╭──
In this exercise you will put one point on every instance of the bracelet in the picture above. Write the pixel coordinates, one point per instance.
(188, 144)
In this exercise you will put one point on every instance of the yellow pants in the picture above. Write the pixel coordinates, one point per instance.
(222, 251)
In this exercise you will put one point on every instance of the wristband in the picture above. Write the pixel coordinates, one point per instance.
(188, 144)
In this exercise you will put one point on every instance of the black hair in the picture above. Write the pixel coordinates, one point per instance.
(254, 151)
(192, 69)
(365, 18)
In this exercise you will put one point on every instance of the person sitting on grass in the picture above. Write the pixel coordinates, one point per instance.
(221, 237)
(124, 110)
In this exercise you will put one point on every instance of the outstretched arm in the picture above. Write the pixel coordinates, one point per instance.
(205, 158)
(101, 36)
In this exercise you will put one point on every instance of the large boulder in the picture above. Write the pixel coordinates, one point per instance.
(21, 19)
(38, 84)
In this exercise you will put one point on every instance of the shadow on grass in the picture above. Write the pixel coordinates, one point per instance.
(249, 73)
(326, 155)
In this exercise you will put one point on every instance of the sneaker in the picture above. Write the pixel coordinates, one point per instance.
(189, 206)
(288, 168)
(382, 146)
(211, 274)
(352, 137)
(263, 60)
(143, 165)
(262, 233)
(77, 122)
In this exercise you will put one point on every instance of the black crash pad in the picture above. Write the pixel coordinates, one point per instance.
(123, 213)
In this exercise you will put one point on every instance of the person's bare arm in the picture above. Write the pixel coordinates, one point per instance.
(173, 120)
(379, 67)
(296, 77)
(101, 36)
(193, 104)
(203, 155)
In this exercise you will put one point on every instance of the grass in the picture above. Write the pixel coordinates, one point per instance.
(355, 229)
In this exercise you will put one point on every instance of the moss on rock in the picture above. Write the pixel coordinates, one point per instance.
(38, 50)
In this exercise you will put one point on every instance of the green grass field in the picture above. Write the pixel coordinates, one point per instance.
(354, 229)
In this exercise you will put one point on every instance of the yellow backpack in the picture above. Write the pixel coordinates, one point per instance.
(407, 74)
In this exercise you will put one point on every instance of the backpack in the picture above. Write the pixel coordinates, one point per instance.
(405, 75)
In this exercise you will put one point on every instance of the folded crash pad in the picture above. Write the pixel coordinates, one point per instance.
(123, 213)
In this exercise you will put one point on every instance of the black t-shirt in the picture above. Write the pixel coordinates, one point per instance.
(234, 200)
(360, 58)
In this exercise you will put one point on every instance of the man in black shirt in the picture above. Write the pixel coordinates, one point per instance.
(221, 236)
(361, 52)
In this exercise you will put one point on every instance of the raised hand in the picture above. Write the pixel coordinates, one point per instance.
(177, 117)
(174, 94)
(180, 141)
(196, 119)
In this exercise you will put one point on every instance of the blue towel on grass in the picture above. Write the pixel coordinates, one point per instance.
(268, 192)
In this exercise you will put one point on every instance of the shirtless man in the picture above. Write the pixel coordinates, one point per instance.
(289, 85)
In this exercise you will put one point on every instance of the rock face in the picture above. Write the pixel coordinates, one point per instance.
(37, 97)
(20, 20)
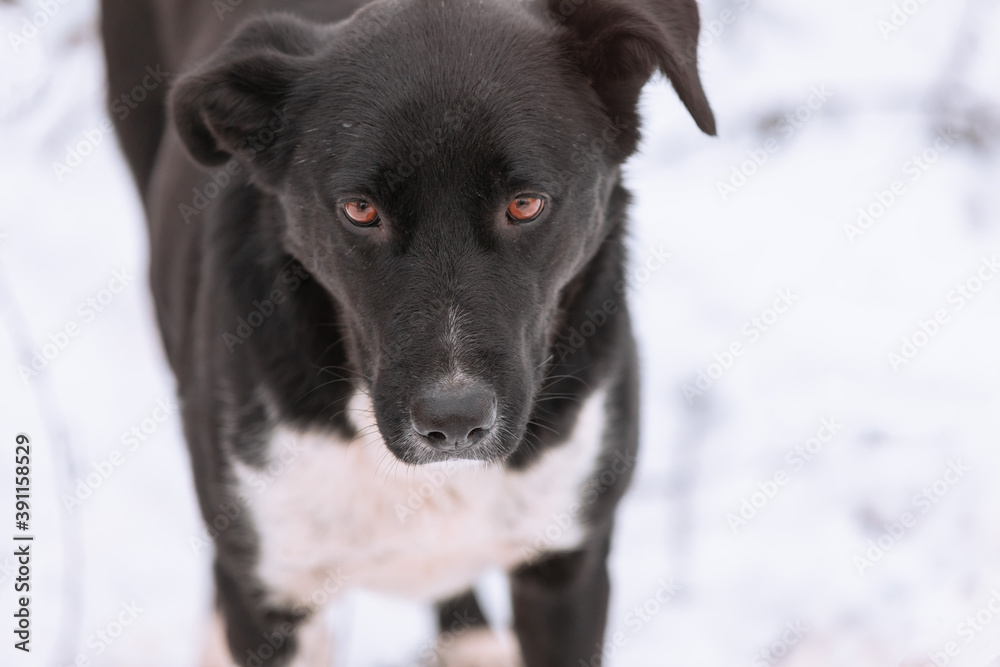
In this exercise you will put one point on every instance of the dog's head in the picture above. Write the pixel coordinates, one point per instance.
(445, 170)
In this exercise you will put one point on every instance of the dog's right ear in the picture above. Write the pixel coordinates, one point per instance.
(619, 44)
(237, 103)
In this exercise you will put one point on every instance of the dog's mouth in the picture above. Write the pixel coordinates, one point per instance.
(446, 422)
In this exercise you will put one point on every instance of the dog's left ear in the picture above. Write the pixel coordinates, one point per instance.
(620, 43)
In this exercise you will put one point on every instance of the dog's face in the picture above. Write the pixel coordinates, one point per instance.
(445, 170)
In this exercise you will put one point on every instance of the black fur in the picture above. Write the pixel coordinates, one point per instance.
(439, 113)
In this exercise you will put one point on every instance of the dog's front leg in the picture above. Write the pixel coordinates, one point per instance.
(560, 606)
(247, 633)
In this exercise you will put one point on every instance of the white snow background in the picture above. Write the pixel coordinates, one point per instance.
╰──
* _Exercise aim_
In the copy, include every entry above exactly and leave out each picture.

* _Answer below_
In this exercise you will put one point on every instance of the bracelet in the picture above. Write the pixel coordinates, one point per instance.
(188, 144)
In this exercise you will put one point on every instance of the yellow pants in the picture above. Write the pixel coordinates, one point per instance.
(222, 251)
In this exercise you will put one point on every instance of the wristband in the picture above. Write the pixel coordinates, one point per instance.
(188, 144)
In this exercise you will put one point on every instance of the black hair in the picture above. Write the pixel coordinates, one point per instance.
(254, 151)
(192, 69)
(365, 18)
In this exercise you will put one point on every instance of the person sitting on grass in the picture above. Write the pixel coordinates, one point per instance.
(221, 237)
(124, 110)
In this exercise you will put one point on every instance of the outstretched arm in the picture above. Write the pixel coordinates, one point per instance.
(205, 158)
(101, 36)
In this exercise you will put one point on every instance of the large boulder in the picture above. Write the pixel coordinates, one point per instance.
(21, 19)
(38, 84)
In this exercise you will put one point on every instance of the shadow on grass in the picture above. Write the pixel coordinates, one point per instance.
(249, 73)
(326, 155)
In this exercise you will put one point on every instance of the sneaker in the picture above. Write the pixel coordinates, one point per instance.
(189, 206)
(288, 168)
(382, 146)
(211, 274)
(352, 137)
(263, 60)
(143, 165)
(262, 233)
(77, 122)
In this exercise you will put one point on every instance of the black crash pad in the picture above. Write the pixel coordinates, one point per instance.
(123, 213)
In this exercise you will put one point on every instance of the person's bare arm in the picture above. Write the pixel coordinates, one point per instance.
(173, 120)
(379, 67)
(296, 77)
(101, 36)
(193, 104)
(203, 155)
In this exercise you will put one point on every instance of the grass in the picture above. Write the pixel coordinates, one point per instance.
(355, 229)
In this exercise you will put one point on every instance of the moss on rock in the picture above. Write the pixel coordinates, one point per instance.
(38, 50)
In this exercise you will put one point on every instance of the green grass field in the picture above. Write the pixel coordinates, one point per instance.
(354, 229)
In this exercise you will put one point on every instance of the yellow backpack in the picture above. Write the pixel coordinates, one point per instance.
(407, 74)
In this exercise you will put one point on every instance of the backpack in the picture above. Write the pixel coordinates, one point per instance.
(405, 75)
In this exercise you will put one point on every instance of the folded crash pad in the picture above. Write the pixel coordinates, one point per instance.
(123, 213)
In this exercise you will put one point on every instance of the black t-shirt in the picture above. Write the pixel coordinates, one point per instance.
(234, 200)
(360, 58)
In this exercise you will put one point on every instance of the man in black shirt in the picture above. Write the pixel coordinates, one point per instance.
(221, 236)
(361, 52)
In this exercise you will put one point on every instance of the raised hand in the picture above. Write the pixel coordinates, one point per instance.
(177, 117)
(174, 94)
(180, 141)
(196, 119)
In this exercise you will put one point on every instance of the blue towel on grass in the picture above. Write the pixel coordinates, one point per instance.
(268, 192)
In this exercise you will put one point on every instance of the shirtless man in the picture above. Write the pixel coordinates, one point per instance.
(289, 85)
In this exercise you will put one point on every instance of the rock face in the picture above. Write the pixel coordinates, one point per instance.
(37, 97)
(20, 20)
In this exercise you will put one point on every instance of the dog's head in the picture above. Write the pixel coordinates, one point per instance.
(445, 170)
In this exercise you will put one point on every instance of the dog's right ear in the picture above. Write the pixel coordinates, one point per instance.
(619, 44)
(237, 103)
In this exercise you will put one point on every instance of the dog's mouth in the picture above. Write the pixel coordinates, one point per instance.
(446, 422)
In this exercise you will put one point on every instance of the dog's left ear in the picture above. Write the pixel coordinates, one point per instance.
(620, 43)
In this exercise you will put one point on every instance of the dog's face in the picture above. Write the pixel coordinates, one point per instance.
(445, 170)
In this exercise you will put one point on every instance of the black fur in the picture above. Write the pixel coordinates, one point per instance.
(439, 113)
In this exercise you will put one point on every instance of the dog's front leg in the picture above. Write the pixel coordinates, one point per instance.
(560, 606)
(247, 633)
In this exercise you will put one point on every instance of the white snow background in the picture above. Write the pixel coordinates, one point per instance.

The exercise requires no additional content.